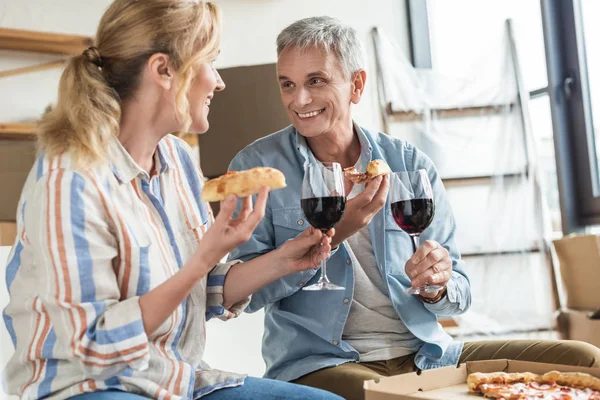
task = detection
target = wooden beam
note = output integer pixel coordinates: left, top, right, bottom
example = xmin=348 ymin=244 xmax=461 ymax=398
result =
xmin=438 ymin=318 xmax=458 ymax=328
xmin=0 ymin=123 xmax=37 ymax=140
xmin=0 ymin=60 xmax=66 ymax=78
xmin=0 ymin=28 xmax=94 ymax=55
xmin=387 ymin=103 xmax=514 ymax=122
xmin=442 ymin=172 xmax=528 ymax=187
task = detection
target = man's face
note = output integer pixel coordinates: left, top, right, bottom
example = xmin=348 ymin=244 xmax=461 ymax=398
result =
xmin=277 ymin=48 xmax=360 ymax=137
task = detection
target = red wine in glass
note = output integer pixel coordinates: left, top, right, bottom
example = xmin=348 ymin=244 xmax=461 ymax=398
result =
xmin=391 ymin=199 xmax=435 ymax=236
xmin=300 ymin=162 xmax=346 ymax=290
xmin=300 ymin=196 xmax=346 ymax=233
xmin=390 ymin=169 xmax=443 ymax=294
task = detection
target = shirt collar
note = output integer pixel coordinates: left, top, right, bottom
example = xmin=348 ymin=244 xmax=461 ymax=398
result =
xmin=110 ymin=138 xmax=174 ymax=183
xmin=294 ymin=121 xmax=373 ymax=164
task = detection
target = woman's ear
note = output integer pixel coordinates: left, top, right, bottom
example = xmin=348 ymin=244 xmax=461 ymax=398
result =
xmin=148 ymin=53 xmax=175 ymax=90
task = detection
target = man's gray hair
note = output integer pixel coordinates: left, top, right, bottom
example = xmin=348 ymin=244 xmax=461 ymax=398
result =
xmin=277 ymin=17 xmax=364 ymax=77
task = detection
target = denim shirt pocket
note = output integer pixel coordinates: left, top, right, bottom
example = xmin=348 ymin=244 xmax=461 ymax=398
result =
xmin=385 ymin=210 xmax=413 ymax=277
xmin=272 ymin=206 xmax=310 ymax=247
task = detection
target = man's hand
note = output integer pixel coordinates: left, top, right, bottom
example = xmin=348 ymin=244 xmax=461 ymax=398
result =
xmin=331 ymin=175 xmax=390 ymax=247
xmin=404 ymin=240 xmax=452 ymax=298
xmin=277 ymin=226 xmax=335 ymax=274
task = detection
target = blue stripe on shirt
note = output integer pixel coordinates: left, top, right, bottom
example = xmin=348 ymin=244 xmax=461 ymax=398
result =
xmin=206 ymin=275 xmax=225 ymax=287
xmin=71 ymin=174 xmax=96 ymax=303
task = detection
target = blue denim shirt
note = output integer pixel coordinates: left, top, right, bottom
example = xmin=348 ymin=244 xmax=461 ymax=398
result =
xmin=229 ymin=126 xmax=471 ymax=381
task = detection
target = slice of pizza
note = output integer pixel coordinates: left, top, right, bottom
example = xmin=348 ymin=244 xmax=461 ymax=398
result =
xmin=201 ymin=167 xmax=286 ymax=202
xmin=344 ymin=160 xmax=391 ymax=185
xmin=467 ymin=371 xmax=600 ymax=400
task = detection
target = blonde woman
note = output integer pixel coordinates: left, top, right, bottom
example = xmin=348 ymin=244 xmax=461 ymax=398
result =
xmin=4 ymin=0 xmax=338 ymax=400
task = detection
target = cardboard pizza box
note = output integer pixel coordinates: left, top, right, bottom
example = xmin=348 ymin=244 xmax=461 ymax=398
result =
xmin=559 ymin=309 xmax=600 ymax=347
xmin=553 ymin=235 xmax=600 ymax=310
xmin=364 ymin=360 xmax=600 ymax=400
xmin=0 ymin=222 xmax=17 ymax=246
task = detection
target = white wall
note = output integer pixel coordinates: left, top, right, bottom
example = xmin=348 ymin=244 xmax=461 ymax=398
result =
xmin=0 ymin=0 xmax=408 ymax=384
xmin=0 ymin=0 xmax=408 ymax=134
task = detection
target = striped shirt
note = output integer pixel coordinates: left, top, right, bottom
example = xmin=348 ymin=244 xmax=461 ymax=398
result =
xmin=3 ymin=135 xmax=249 ymax=399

What the exercise asks – Format every line of the data above as a Markdown table with the columns Row and Line, numbering the rows in order and omitting blank lines. Exclude the pictures from the table.

Exercise solution –
| Row | Line |
|---|---|
| 1 | task = detection |
| 2 | target = wooden beam |
| 3 | note = output integer pixel coordinates: left, top, right, bottom |
| 4 | example = xmin=348 ymin=244 xmax=461 ymax=398 |
| 5 | result = |
| 6 | xmin=438 ymin=318 xmax=458 ymax=328 |
| 7 | xmin=0 ymin=123 xmax=37 ymax=140 |
| 8 | xmin=0 ymin=60 xmax=66 ymax=78 |
| 9 | xmin=0 ymin=28 xmax=94 ymax=55 |
| 10 | xmin=387 ymin=103 xmax=514 ymax=122 |
| 11 | xmin=442 ymin=172 xmax=528 ymax=187 |
| 12 | task = detection |
| 13 | target = man's face |
| 14 | note = output integer pixel coordinates: left, top, right, bottom |
| 15 | example = xmin=348 ymin=244 xmax=461 ymax=398 |
| 16 | result = |
| 17 | xmin=277 ymin=48 xmax=360 ymax=137 |
| 18 | task = detection |
| 19 | target = red wine in glass |
| 20 | note = output integer pixel coordinates: left, top, right, bottom |
| 21 | example = xmin=348 ymin=244 xmax=461 ymax=398 |
| 22 | result = |
| 23 | xmin=391 ymin=199 xmax=435 ymax=236 |
| 24 | xmin=300 ymin=162 xmax=346 ymax=290 |
| 25 | xmin=300 ymin=196 xmax=346 ymax=233 |
| 26 | xmin=390 ymin=169 xmax=443 ymax=294 |
| 27 | task = detection |
| 28 | target = shirt collar |
| 29 | note = output integer pixel coordinates: left, top, right, bottom |
| 30 | example = xmin=348 ymin=244 xmax=461 ymax=398 |
| 31 | result = |
| 32 | xmin=110 ymin=138 xmax=174 ymax=183 |
| 33 | xmin=294 ymin=121 xmax=373 ymax=164 |
| 34 | task = detection |
| 35 | target = woman's ear |
| 36 | note = output integer pixel coordinates: left, top, right, bottom |
| 37 | example = xmin=348 ymin=244 xmax=461 ymax=398 |
| 38 | result = |
| 39 | xmin=148 ymin=53 xmax=175 ymax=90 |
| 40 | task = detection |
| 41 | target = man's gray hair |
| 42 | note = output integer pixel coordinates: left, top, right, bottom |
| 43 | example = xmin=348 ymin=244 xmax=461 ymax=398 |
| 44 | result = |
| 45 | xmin=277 ymin=17 xmax=364 ymax=77 |
| 46 | task = detection |
| 47 | target = denim shirt pocket |
| 48 | note = output integer pixel coordinates: left, top, right, bottom |
| 49 | example = xmin=348 ymin=244 xmax=461 ymax=398 |
| 50 | result = |
| 51 | xmin=385 ymin=210 xmax=413 ymax=277 |
| 52 | xmin=272 ymin=206 xmax=310 ymax=247 |
| 53 | task = detection |
| 54 | target = man's hand |
| 55 | note = output integer pixel coordinates: left, top, right, bottom |
| 56 | example = xmin=348 ymin=244 xmax=461 ymax=398 |
| 57 | result = |
| 58 | xmin=331 ymin=175 xmax=390 ymax=247 |
| 59 | xmin=404 ymin=240 xmax=452 ymax=298 |
| 60 | xmin=277 ymin=226 xmax=335 ymax=274 |
| 61 | task = detection |
| 62 | target = blue stripe on shirt |
| 63 | note = output integer pixel coordinates: left, top, right, bottom |
| 64 | example = xmin=348 ymin=244 xmax=461 ymax=398 |
| 65 | result = |
| 66 | xmin=206 ymin=275 xmax=225 ymax=287 |
| 67 | xmin=71 ymin=174 xmax=96 ymax=303 |
| 68 | task = detection |
| 69 | target = blue denim shirt |
| 70 | note = output integer pixel coordinates: left, top, right, bottom |
| 71 | example = xmin=348 ymin=244 xmax=461 ymax=398 |
| 72 | result = |
| 73 | xmin=229 ymin=126 xmax=471 ymax=381 |
| 74 | task = detection |
| 75 | target = slice of pizza |
| 76 | note = output integer pixel coordinates: left, top, right, bottom |
| 77 | example = xmin=348 ymin=244 xmax=461 ymax=398 |
| 78 | result = |
| 79 | xmin=201 ymin=167 xmax=286 ymax=202 |
| 80 | xmin=344 ymin=160 xmax=391 ymax=185 |
| 81 | xmin=467 ymin=371 xmax=600 ymax=400 |
| 82 | task = detection |
| 83 | target = blonde woman |
| 84 | note = output integer pixel coordinates: left, top, right, bottom |
| 85 | example = xmin=348 ymin=244 xmax=461 ymax=398 |
| 86 | result = |
| 87 | xmin=4 ymin=0 xmax=338 ymax=400 |
| 88 | task = detection |
| 89 | target = cardboard pizza box |
| 90 | note = output integer pixel coordinates: left, top, right, bottom |
| 91 | example = xmin=348 ymin=244 xmax=461 ymax=398 |
| 92 | result = |
| 93 | xmin=559 ymin=309 xmax=600 ymax=347 |
| 94 | xmin=553 ymin=235 xmax=600 ymax=310 |
| 95 | xmin=364 ymin=360 xmax=600 ymax=400 |
| 96 | xmin=0 ymin=222 xmax=17 ymax=246 |
| 97 | task = detection |
| 98 | target = white wall |
| 99 | note = output integer pixel coordinates: left, top, right, bottom |
| 100 | example = xmin=348 ymin=244 xmax=461 ymax=398 |
| 101 | result = |
| 102 | xmin=0 ymin=0 xmax=408 ymax=384 |
| 103 | xmin=0 ymin=0 xmax=408 ymax=134 |
| 104 | task = detection |
| 105 | target = striped shirt |
| 106 | note = output integer pixel coordinates: left, top, right, bottom |
| 107 | example = xmin=348 ymin=244 xmax=461 ymax=398 |
| 108 | result = |
| 109 | xmin=3 ymin=135 xmax=249 ymax=399 |